### Excerpt provided

Literally just finished all that up, except the shanty in the living room. Headed out in the am to OSP or north.


----------



## 9Left (Jun 23, 2012)

Man, I'm just so darn happy that we are finally going to have a good ice season again!!


----------



## redthirty (Sep 19, 2014)

Kitchen counter yesterday! Can't wait! Good luck everyone be safe.


----------



## AtticaFish (Nov 23, 2008)

I cleaned out and re-organized my ice jig box today.............. at work.  Bring it on!!!!!!!!


----------



## icebucketjohn (Dec 22, 2005)

2x Bobberbucket


----------



## RJohnson442 (May 14, 2013)

I'll be headed out to OSP this morning and maybe nimi this afternoon. Woohoo!!!


----------



## miked913 (Feb 29, 2008)

finished restringing, tying everything up charging batteries, digging out sleds, shanty, heater, propane and chairs...... should be a long awaited fishing weekend!!!


----------



## RJohnson442 (May 14, 2013)

Well I made it out from 9:30 till around 12:30 it was slow going at first caught 10 fish total 1 crappie and the rest were gill's maybe 3 keepers out of the bunch. Drilled around 20 holes and all I can say is it's amazing how shifting a few feet over can produce more hits. After Lunch I went to a private pond and was nailing them! Stopped counting after 30 fish 1 bass the rest were gills maybe 10 keepers out of that bunch. Everything was catch and release yesterday and chartreuse with a wax worm seemed to be the color of choice. Fished mostly 8-10 ft of water and was getting hits about 2 ft off bottom. as soon as the waxie was gone so were the hits.


----------

######

> [Short task A]
Quote the records from their first line through the line containing "Trace every instance of the **tall", both included.
The records that follow bear no relation to the ice fishing thread above.

### Records for this task

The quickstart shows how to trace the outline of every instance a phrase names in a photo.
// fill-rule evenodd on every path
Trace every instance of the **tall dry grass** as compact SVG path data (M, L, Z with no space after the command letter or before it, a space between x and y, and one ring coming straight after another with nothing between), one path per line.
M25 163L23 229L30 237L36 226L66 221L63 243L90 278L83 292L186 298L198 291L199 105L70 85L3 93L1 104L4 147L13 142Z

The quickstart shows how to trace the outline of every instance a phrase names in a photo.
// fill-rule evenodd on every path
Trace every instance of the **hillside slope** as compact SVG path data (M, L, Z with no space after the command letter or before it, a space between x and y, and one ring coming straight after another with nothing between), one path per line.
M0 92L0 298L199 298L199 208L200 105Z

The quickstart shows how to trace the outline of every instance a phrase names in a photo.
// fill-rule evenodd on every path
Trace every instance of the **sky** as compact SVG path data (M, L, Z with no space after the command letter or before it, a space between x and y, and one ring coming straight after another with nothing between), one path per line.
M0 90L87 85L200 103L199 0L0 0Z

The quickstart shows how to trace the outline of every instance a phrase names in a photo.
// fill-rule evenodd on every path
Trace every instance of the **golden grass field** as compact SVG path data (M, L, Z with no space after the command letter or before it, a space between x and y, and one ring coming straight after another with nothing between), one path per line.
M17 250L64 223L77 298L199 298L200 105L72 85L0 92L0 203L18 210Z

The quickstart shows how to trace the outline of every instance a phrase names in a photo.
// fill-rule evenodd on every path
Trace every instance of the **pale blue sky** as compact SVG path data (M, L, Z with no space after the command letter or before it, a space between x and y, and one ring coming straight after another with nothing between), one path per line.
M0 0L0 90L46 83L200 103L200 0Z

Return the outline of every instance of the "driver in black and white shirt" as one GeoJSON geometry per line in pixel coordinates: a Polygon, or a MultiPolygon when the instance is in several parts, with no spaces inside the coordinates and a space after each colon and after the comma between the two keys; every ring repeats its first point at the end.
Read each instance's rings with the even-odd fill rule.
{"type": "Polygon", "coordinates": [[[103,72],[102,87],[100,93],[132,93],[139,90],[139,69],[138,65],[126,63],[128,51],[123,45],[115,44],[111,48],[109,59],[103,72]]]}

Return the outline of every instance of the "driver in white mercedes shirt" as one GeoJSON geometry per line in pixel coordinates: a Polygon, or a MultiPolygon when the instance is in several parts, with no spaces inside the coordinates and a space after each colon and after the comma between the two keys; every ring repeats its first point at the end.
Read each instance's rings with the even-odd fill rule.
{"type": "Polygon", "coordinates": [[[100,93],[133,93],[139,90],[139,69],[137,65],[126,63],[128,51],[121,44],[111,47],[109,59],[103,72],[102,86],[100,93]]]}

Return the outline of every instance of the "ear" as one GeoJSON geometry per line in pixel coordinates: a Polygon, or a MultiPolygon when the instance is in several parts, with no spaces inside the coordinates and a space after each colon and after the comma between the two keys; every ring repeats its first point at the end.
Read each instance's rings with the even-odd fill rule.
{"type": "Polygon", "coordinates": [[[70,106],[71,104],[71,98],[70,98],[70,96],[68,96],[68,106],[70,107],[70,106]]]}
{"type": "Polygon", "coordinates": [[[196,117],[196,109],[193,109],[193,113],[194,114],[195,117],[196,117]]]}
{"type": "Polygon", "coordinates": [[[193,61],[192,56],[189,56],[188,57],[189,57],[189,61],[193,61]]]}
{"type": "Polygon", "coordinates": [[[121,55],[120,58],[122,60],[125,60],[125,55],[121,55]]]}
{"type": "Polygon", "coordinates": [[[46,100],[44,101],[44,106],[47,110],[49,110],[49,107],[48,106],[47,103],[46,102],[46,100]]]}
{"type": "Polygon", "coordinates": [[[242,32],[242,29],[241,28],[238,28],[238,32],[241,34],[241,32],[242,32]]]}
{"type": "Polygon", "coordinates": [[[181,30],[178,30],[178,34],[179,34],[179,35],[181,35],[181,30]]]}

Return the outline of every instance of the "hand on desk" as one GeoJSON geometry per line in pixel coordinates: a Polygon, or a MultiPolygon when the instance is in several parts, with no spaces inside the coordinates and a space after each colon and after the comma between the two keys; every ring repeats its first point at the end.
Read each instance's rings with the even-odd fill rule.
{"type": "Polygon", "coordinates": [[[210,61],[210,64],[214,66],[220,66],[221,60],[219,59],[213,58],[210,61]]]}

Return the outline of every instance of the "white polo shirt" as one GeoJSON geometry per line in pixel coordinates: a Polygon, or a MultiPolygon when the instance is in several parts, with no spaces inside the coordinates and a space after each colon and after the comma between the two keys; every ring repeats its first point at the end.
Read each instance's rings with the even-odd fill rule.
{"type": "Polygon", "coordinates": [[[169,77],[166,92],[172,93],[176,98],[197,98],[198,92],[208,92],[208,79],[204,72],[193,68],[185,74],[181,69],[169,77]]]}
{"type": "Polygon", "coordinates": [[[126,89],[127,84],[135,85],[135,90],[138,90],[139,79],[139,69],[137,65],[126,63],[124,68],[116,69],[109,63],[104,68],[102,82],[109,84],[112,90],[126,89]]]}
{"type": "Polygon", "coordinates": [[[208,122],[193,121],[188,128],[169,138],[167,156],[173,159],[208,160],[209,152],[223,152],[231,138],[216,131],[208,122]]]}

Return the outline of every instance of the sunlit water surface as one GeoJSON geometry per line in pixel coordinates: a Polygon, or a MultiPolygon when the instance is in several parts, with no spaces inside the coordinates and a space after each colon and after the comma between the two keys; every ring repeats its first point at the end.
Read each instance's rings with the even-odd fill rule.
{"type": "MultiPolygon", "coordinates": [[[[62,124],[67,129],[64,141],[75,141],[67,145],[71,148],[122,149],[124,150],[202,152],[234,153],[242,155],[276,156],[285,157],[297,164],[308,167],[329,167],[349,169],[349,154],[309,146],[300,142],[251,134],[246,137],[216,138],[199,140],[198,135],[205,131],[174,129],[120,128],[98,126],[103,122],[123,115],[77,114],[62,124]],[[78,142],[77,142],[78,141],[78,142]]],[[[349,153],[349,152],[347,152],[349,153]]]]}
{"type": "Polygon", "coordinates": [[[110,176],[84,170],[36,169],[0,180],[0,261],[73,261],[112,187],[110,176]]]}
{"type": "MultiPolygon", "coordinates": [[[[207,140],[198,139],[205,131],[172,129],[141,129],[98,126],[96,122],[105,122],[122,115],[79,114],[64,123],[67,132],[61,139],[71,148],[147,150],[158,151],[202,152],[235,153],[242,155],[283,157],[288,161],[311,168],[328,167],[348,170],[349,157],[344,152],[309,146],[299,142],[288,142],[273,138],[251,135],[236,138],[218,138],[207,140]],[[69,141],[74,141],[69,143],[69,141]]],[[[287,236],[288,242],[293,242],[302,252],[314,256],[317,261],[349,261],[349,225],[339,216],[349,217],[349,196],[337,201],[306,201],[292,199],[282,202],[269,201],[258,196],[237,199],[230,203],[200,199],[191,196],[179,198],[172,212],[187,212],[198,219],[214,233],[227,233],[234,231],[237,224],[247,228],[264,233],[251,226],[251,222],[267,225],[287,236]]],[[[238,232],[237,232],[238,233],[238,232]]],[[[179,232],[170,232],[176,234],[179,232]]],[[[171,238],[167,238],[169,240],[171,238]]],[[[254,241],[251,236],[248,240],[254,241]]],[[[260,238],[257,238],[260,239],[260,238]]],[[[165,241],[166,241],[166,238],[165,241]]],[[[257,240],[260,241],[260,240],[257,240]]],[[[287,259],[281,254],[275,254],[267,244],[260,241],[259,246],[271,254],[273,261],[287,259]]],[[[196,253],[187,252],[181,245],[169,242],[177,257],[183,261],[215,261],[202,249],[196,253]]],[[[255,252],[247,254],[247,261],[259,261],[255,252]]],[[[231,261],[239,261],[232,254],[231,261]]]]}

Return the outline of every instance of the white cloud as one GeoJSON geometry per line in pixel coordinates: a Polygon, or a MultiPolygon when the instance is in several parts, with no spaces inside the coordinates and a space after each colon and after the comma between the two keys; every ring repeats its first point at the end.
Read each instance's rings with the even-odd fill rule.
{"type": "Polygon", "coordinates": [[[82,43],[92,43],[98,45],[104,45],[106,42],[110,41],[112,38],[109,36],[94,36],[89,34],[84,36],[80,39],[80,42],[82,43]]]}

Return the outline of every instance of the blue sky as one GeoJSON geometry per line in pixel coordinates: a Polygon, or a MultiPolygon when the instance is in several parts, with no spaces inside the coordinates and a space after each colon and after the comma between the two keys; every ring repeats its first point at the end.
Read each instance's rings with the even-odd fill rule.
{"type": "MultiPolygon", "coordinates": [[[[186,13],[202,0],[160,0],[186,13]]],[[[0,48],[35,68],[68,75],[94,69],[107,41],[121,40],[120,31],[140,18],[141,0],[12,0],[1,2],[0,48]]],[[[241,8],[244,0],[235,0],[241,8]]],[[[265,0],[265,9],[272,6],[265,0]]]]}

######

> [Short task B]
Answer these questions from the ice fishing thread:
(i) What did AtticaFish clean out and reorganize?
(ii) Where did RJohnson442 fish after lunch?
(iii) What color with what bait did RJohnson442 find to be the color of choice?

> [Exercise output A]
The quickstart shows how to trace the outline of every instance a phrase names in a photo.
// fill-rule evenodd on every path
Trace every instance of the **tall dry grass** as compact SVG path data (M, L, Z with no space after the command letter or before it, a space between x and y, and one ring coming straight after another with nothing between), one path per line.

> [Exercise output B]
(i) An ice jig box.
(ii) A private pond.
(iii) Chartreuse with a wax worm.